#### Given exercise:
Copy the lines below word for word, starting at the line that contains "of the iridescent" and stopping after the final line of the items.

#### Data section:
--- START ---
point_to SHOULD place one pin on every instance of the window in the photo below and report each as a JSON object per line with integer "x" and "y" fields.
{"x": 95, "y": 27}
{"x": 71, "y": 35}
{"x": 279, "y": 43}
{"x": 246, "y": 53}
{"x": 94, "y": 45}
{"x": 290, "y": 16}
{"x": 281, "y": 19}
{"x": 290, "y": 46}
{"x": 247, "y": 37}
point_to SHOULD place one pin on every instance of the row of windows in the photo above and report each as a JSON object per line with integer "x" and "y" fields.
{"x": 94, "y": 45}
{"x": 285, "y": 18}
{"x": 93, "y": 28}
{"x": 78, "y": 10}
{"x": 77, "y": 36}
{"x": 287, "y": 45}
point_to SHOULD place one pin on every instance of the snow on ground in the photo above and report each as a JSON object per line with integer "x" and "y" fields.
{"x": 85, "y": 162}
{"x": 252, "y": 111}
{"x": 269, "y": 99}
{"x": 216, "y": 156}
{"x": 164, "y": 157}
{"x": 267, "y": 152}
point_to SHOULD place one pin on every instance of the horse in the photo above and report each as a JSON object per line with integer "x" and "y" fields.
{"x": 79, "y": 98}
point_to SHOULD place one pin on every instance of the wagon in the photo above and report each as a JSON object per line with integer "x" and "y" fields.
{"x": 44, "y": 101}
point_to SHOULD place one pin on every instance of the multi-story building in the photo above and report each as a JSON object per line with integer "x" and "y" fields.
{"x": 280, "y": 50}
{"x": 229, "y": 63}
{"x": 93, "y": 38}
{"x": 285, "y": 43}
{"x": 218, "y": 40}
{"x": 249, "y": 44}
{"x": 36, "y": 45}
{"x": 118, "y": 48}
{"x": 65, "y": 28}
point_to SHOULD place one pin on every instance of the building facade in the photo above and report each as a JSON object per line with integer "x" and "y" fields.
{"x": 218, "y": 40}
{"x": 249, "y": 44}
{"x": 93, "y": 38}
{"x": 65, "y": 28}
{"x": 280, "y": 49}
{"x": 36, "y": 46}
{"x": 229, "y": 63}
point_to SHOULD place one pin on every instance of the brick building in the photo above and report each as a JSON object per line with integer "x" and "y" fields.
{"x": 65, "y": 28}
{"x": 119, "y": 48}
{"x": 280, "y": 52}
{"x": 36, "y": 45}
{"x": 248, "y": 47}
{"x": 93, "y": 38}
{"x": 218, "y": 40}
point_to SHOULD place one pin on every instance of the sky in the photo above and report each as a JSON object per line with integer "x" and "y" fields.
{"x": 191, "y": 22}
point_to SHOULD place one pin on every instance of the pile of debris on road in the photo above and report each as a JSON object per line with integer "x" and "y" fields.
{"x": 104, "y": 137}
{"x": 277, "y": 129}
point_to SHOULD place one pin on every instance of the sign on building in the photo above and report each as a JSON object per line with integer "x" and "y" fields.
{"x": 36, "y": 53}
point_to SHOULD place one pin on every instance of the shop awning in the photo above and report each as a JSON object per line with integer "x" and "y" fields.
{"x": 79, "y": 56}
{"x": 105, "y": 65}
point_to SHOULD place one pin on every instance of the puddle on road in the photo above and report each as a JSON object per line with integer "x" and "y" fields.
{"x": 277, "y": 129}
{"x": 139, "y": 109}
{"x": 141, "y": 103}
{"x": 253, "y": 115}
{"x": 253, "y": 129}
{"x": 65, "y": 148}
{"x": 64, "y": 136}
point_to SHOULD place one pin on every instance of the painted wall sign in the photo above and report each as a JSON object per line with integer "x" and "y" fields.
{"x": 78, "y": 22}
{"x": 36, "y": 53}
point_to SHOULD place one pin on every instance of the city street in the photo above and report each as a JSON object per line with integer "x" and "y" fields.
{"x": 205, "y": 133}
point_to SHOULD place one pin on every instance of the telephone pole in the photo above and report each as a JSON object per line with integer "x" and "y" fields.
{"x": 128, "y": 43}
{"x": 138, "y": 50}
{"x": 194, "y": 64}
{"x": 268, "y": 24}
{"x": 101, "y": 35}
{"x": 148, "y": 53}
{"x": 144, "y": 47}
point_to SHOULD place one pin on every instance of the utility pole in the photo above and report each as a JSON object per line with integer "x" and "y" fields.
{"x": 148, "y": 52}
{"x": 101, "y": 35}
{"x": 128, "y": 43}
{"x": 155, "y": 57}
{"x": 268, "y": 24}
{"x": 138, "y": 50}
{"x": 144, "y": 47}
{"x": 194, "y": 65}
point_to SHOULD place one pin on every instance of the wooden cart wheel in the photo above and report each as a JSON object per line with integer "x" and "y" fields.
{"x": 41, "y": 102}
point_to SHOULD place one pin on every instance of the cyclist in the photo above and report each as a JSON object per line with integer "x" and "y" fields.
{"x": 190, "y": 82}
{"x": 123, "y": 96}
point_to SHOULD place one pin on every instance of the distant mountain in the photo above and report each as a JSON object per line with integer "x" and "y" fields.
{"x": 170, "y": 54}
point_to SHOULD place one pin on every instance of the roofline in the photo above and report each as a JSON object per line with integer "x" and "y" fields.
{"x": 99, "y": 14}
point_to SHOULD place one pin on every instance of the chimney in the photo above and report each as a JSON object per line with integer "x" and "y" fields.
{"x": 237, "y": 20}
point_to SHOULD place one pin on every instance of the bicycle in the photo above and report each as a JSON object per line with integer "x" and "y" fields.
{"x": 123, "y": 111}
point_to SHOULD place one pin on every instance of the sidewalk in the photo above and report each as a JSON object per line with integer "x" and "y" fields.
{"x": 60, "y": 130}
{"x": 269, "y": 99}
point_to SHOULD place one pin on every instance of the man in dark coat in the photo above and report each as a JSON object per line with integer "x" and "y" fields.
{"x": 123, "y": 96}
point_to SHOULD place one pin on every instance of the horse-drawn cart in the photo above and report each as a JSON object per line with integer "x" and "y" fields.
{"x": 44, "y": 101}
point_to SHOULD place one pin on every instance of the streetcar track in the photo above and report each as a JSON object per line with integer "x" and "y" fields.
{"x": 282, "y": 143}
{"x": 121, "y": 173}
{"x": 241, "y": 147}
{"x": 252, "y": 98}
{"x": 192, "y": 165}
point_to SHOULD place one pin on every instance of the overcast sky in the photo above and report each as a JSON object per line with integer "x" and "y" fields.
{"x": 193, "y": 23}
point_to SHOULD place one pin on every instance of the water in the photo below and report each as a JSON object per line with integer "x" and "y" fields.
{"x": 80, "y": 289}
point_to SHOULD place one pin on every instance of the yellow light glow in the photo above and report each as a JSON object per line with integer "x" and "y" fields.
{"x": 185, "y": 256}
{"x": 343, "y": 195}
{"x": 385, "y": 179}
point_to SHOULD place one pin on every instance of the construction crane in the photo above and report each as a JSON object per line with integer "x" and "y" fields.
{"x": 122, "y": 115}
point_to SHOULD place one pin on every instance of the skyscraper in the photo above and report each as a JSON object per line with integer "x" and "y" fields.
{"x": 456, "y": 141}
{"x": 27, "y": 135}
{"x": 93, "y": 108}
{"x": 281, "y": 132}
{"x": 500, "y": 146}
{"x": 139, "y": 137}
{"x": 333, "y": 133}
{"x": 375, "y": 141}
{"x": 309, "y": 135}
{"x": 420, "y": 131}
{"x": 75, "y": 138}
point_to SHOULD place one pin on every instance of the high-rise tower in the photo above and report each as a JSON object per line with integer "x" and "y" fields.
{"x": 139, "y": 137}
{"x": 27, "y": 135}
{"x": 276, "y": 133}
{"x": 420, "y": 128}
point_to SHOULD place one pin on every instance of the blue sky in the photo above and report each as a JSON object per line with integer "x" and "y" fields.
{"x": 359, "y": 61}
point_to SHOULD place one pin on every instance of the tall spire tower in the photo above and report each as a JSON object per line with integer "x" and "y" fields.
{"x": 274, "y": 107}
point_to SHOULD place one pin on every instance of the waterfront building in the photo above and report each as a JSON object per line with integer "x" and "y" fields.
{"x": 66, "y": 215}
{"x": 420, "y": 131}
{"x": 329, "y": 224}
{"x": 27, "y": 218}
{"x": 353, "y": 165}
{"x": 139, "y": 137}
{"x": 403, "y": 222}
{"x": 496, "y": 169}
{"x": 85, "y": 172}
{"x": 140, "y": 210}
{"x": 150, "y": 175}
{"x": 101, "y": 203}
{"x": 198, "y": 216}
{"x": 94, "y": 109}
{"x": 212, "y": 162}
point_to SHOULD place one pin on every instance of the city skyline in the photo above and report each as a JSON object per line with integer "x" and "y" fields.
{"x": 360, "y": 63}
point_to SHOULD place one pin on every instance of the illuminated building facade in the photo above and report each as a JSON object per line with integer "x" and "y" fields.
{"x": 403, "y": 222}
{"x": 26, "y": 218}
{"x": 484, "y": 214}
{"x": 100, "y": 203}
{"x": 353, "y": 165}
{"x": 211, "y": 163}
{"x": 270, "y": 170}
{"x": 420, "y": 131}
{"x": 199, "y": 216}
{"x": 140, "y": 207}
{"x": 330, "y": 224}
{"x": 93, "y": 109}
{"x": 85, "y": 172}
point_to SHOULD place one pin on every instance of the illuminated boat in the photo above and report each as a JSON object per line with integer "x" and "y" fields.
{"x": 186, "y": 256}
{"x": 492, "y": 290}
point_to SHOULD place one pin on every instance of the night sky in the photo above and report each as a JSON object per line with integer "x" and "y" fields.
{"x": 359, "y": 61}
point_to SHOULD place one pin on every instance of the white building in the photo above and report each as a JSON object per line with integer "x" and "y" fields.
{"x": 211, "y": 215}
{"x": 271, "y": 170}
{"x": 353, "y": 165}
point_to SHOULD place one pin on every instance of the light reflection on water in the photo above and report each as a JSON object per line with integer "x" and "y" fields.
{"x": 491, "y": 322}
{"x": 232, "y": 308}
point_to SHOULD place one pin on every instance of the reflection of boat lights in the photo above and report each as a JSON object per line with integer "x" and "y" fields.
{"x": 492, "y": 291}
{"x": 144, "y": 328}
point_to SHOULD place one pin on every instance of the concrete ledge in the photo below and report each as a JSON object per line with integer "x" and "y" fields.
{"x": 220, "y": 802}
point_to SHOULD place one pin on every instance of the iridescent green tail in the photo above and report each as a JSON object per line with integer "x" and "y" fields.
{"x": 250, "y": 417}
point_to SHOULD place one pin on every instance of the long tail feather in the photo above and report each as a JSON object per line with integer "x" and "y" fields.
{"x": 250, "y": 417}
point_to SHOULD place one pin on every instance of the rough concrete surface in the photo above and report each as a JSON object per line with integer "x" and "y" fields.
--- END ---
#### Answer for this exercise:
point_to SHOULD place one pin on every instance of the iridescent green tail in the photo above and report each as a JSON object per line with integer "x" and "y" fields.
{"x": 250, "y": 417}
point_to SHOULD place one pin on every instance of the long tail feather in the photo above and report each as a JSON object per line with integer "x" and "y" fields.
{"x": 250, "y": 417}
point_to SHOULD place one pin on every instance of the rough concrete surface in the photo above and report each as a JSON object per line with integer "x" and "y" fields.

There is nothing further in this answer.